Text passage -
····················
However, cases which are not self referred are the majority of the work we do.  As I mentioned earlier, we have a very strong intelligence unit which develops that workstream for us.

There is now a second way we tackle fraudulent or corrupt offending.  For those companies who engage with us properly and approach us before we come to them, there is an opportunity to deal with a problem in something other than the traditional adversarial way: the deferred prosecution agreement.

The way a DPA works is that criminal proceedings are commenced against the company but immediately suspended pending compliance with the terms of the agreement.  The agreement itself must canvass the breadth of the offending to which the company is susceptible.  The DPA provides a structure for companies to control their criminal risk quickly and with a degree of control absent from traditional prosecution.

The DPA is not, as some would have it, a mechanism for companies to buy themselves out of trouble.  It’s no backroom deal; the process is scrutinised by a senior Judge who must satisfy him or herself that the DPA is in the interests of justice, and its terms are fair reasonable and proportionate.  The terms of the agreement can pack a punch; a fine sufficient to act as a deterrent, compensation and in some cases, a monitor.

It is not the appropriate outcome for every case, but it is most likely to be suitable for a company that has self reported wrong-doing, cooperated with the investigation and made the necessary improvement to its compliance practices.  Where a company enters a DPA, individuals may still be prosecuted if the evidence is there and it is in the public interest to do so.

What the DPA is designed to avoid is complex.  It avoids a long and expensive trial against a corporate.  It reduces relying on victims to come forward and give evidence in that trial.  It reduces the lack of certainty in the marketplace that can flow from a long prosecution. It can “cleanse” a repentant company and give that company an ability to continue to trade.   It is justice; and a speedy and effective justice at that.

Our second DPA, agreed in July this year, included a 50% discount on the sentencing guidelines financial penalty starting point, together with further discount to recognise the precarious financial position of the company.  The Judge in that case said that the significant discount was “appropriate not least to encourage others how to conduct themselves when confronting criminality”, as the company in question had.  That level of discount won’t be appropriate in every case, but it is certainly a welcome development as I see it.
····················
(Natural-language data for grounding objects)
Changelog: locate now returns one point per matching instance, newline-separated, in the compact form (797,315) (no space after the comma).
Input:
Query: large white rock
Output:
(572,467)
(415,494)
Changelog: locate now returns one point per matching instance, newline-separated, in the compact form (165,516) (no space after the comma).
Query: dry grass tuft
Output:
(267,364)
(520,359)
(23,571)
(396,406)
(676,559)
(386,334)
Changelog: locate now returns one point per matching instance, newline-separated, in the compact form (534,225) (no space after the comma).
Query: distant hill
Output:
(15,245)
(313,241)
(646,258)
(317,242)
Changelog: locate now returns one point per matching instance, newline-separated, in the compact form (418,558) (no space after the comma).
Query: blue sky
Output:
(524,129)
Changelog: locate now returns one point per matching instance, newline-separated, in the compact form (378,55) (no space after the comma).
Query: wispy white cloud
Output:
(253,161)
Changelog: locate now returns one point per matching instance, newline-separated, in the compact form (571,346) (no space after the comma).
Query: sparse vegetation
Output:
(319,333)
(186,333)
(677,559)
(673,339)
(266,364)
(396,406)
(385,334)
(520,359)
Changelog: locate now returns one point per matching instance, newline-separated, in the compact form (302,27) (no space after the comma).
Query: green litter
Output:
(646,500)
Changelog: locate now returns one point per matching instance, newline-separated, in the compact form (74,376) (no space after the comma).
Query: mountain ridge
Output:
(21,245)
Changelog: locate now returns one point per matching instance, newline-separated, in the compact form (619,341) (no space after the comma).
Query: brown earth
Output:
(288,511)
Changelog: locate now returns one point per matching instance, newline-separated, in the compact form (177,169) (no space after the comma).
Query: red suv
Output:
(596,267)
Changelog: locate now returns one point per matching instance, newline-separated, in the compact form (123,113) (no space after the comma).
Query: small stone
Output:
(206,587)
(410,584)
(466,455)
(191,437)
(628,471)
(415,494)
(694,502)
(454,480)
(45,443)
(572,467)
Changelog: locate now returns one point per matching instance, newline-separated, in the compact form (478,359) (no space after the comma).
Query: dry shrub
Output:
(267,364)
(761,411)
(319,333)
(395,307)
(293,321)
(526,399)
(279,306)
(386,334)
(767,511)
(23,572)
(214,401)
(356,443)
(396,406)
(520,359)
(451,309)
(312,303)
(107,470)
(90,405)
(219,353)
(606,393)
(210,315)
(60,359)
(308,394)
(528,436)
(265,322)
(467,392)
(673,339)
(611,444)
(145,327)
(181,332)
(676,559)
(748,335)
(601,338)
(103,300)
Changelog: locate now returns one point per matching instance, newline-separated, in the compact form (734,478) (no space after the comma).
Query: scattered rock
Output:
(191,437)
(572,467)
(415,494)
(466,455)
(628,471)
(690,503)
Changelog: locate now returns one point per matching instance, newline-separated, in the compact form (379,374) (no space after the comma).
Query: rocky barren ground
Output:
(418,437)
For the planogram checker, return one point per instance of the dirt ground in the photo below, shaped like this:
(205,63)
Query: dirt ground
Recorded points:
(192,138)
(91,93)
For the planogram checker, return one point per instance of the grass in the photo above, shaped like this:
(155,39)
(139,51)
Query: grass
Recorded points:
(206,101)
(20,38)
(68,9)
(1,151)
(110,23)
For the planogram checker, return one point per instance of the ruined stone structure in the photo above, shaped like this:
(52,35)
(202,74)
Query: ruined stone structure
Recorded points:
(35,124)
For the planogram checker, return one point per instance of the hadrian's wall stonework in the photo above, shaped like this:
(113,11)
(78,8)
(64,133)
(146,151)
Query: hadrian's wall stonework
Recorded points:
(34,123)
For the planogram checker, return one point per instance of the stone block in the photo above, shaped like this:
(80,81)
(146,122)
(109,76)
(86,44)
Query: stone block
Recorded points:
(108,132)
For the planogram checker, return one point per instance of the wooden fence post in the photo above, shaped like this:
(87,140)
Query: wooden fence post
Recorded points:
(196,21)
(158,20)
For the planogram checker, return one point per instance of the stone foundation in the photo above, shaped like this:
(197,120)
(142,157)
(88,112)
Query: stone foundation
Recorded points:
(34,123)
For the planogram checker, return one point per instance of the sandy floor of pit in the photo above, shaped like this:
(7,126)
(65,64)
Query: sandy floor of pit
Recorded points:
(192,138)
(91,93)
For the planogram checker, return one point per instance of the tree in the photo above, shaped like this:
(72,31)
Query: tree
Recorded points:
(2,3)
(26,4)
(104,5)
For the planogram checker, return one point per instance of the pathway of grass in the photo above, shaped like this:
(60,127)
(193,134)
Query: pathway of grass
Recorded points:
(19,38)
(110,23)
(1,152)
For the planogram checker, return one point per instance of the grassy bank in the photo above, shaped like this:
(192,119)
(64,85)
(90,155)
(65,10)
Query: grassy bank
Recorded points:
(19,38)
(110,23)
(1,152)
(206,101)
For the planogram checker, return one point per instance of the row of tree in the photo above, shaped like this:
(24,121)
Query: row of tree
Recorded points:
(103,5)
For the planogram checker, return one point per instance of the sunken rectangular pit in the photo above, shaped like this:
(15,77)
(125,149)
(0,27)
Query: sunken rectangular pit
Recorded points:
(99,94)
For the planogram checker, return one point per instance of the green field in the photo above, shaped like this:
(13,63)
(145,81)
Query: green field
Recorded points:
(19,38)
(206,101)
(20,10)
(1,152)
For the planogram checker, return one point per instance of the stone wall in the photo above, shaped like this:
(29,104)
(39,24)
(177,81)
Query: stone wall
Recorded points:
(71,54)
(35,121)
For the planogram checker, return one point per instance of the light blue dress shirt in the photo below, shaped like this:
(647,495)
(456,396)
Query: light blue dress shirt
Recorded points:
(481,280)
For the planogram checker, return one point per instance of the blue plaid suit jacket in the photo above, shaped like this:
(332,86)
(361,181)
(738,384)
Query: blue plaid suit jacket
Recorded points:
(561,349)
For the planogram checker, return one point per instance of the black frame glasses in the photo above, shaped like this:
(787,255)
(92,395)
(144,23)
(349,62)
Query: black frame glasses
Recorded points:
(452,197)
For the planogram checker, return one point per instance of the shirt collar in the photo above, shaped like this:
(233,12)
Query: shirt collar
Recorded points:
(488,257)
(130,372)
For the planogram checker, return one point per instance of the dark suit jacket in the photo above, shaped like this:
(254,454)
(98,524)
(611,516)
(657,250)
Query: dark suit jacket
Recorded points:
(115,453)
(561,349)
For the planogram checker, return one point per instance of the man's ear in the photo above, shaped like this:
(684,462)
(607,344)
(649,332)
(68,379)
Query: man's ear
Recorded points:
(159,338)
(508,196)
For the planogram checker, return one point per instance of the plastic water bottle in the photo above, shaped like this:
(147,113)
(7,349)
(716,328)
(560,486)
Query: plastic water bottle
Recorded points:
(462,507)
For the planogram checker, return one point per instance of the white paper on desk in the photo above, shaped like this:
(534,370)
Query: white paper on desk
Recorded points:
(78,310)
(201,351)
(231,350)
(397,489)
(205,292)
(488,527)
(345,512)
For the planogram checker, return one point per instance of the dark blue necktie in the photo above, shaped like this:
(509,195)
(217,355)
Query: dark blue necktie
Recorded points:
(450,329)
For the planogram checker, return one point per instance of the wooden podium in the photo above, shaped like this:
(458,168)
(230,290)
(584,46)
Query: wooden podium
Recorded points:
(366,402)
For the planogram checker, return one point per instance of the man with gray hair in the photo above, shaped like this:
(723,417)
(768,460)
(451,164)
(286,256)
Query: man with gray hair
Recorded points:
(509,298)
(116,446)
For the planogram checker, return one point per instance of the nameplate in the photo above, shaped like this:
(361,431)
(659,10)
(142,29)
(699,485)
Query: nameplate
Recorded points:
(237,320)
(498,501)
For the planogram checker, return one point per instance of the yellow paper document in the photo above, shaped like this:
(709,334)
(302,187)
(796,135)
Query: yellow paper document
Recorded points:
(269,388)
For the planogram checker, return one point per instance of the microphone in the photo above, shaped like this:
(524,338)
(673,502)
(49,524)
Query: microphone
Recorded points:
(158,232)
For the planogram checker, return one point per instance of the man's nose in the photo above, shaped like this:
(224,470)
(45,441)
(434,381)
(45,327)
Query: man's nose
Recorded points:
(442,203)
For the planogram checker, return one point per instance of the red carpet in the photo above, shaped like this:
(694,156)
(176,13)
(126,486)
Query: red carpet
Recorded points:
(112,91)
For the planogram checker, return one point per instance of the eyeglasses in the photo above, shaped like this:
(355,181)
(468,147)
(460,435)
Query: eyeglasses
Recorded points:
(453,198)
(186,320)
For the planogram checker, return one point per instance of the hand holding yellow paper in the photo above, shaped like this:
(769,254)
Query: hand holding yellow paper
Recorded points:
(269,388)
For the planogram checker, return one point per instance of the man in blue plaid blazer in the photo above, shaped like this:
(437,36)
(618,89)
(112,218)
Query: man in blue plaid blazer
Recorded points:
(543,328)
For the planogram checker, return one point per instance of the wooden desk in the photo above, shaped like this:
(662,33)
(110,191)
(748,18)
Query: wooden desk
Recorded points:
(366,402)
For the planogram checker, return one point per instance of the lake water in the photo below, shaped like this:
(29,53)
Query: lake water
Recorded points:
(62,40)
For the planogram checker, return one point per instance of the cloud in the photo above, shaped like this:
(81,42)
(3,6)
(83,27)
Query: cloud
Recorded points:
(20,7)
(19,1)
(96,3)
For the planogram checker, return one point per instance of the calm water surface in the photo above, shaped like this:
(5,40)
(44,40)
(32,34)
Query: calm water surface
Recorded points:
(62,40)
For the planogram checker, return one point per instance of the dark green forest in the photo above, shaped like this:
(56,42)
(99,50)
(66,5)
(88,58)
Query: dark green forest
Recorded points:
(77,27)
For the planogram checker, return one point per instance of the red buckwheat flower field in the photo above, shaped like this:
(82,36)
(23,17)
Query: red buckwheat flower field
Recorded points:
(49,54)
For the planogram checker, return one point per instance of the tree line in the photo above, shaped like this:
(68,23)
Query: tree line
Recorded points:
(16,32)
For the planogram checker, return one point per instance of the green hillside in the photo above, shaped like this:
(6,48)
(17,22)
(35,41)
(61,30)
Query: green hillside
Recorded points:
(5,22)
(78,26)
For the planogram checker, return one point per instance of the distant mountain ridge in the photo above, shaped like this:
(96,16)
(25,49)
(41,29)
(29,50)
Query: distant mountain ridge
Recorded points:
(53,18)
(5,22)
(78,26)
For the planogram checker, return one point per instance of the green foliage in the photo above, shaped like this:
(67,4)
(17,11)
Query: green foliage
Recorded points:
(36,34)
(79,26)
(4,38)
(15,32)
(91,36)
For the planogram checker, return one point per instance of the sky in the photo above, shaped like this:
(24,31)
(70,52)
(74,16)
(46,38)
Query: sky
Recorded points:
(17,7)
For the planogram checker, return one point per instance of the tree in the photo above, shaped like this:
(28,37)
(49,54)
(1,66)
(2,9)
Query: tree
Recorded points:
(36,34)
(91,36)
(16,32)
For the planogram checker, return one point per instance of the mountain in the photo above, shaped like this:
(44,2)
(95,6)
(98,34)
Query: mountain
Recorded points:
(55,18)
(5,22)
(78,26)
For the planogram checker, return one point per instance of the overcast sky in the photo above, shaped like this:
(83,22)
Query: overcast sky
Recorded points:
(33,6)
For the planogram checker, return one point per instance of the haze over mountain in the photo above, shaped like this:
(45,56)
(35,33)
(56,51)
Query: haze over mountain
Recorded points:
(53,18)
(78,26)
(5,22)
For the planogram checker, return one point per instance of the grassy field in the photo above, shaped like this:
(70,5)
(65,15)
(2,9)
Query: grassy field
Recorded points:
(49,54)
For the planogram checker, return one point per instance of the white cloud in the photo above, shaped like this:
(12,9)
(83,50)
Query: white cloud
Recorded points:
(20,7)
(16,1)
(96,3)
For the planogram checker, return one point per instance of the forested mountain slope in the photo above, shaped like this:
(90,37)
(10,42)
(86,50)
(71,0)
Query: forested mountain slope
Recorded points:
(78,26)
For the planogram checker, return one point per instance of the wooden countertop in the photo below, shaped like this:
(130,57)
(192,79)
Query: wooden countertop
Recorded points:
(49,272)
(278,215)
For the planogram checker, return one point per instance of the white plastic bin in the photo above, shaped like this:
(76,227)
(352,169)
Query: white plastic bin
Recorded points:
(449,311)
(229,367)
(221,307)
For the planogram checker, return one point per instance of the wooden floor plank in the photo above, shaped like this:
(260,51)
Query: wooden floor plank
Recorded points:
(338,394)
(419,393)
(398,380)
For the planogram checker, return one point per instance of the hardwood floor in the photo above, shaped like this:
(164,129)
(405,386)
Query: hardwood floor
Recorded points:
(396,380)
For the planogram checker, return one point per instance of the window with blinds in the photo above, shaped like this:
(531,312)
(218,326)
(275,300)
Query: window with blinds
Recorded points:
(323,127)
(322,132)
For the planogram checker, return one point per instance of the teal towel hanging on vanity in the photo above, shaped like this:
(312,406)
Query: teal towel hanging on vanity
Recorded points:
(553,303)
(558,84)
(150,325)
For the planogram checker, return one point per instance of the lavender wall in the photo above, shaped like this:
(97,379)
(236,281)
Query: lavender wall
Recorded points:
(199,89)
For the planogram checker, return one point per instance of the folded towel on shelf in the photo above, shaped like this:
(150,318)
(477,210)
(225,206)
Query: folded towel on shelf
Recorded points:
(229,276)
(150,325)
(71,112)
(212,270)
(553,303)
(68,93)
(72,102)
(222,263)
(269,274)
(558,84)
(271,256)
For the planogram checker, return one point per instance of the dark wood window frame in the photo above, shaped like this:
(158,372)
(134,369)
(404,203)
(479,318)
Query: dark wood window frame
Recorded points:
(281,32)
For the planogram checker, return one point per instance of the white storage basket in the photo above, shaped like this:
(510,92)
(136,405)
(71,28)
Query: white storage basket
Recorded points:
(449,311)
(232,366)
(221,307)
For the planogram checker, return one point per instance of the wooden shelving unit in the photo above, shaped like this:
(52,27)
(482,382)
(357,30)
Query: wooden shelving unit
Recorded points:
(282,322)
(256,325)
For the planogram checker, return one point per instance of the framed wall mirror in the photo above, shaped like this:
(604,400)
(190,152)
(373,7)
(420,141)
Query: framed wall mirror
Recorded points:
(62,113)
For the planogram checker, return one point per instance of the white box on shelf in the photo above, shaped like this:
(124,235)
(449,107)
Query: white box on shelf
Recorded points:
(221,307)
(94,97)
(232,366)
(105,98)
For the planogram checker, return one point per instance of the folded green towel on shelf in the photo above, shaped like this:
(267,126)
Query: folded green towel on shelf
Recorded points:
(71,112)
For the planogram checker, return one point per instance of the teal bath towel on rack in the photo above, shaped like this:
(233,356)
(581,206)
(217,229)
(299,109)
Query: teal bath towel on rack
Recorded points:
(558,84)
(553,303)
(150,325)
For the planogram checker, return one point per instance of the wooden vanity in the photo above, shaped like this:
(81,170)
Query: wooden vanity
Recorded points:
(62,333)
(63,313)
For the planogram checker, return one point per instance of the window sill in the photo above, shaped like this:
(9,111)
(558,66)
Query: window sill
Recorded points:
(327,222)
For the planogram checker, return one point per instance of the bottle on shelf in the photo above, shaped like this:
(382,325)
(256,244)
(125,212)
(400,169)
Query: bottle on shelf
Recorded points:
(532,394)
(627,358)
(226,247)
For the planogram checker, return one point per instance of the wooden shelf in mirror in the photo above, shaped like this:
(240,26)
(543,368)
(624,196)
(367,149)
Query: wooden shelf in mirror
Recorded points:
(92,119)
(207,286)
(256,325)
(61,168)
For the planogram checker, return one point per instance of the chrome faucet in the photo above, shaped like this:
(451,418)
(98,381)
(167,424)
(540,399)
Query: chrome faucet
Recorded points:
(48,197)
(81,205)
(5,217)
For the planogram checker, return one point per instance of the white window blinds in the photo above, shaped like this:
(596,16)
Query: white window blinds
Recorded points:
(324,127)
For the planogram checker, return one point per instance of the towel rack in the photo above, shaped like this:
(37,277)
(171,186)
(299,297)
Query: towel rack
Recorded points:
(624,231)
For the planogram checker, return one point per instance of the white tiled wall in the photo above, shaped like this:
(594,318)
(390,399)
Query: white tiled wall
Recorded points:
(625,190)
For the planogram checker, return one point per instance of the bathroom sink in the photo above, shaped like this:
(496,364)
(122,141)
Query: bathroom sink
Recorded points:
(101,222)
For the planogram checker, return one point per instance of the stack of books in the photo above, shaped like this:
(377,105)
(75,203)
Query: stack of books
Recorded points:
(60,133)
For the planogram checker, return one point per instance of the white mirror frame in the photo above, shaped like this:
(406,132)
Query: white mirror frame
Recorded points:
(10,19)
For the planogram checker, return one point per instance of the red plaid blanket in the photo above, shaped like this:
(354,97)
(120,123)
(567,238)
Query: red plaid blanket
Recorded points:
····················
What this exercise asks -
**A.** According to the passage on deferred prosecution agreements, who scrutinizes the DPA process?
**B.** Proceed with the passage on deferred prosecution agreements from where it stops.

Results of the exercise -
**A.** A senior judge, who must be satisfied that the DPA is in the interests of justice and that its terms are fair, reasonable and proportionate.

**B.**
Confronting criminality appropriately is vital for companies seeking a negotiated resolution to the risks they face.  And what we mean by this is that companies cooperate with us early on when they become aware of an issue.

From where we sit, there are three responses to requests for cooperation.

  • Firstly, there is an outright refusal.
  • Secondly, there is initial apparent acceptance, but it becomes obvious that the company gives the impression of cooperation but in fact hopes that the SFO investigation will give up and go away when things get difficult. That scenario effectively means that the relationship between the company and the SFO changes back to a more traditional adversarial relationship.
  • Thirdly, there is a response where the company says yes, and means it. This will inevitably means the company will sometimes be uncomfortable with the questions being asked by the SFO.  But it responds to them in a genuine manner.  The SFO is given the information it needs and the company doesn’t spend years with a major investigation hanging over it, with all the uncertainty that entails.

The third option is the proper response of a responsible company that wants to confront these issues and move forward.

I hope that that has given you a flavour of the SFO’s current direction and its enforcement priorities.  You should know that if you are ever sitting across the table from us, there are options available to you but you need to be proactive and come and talk to us if you want to avail yourselves of them.  The DPA process is not there for a company who leaves it to us to find them.  My hope is that we can utilise these new techniques to stamp out fraud and corruption and help make the UK the best place in the world to do business.  Thank you for listening.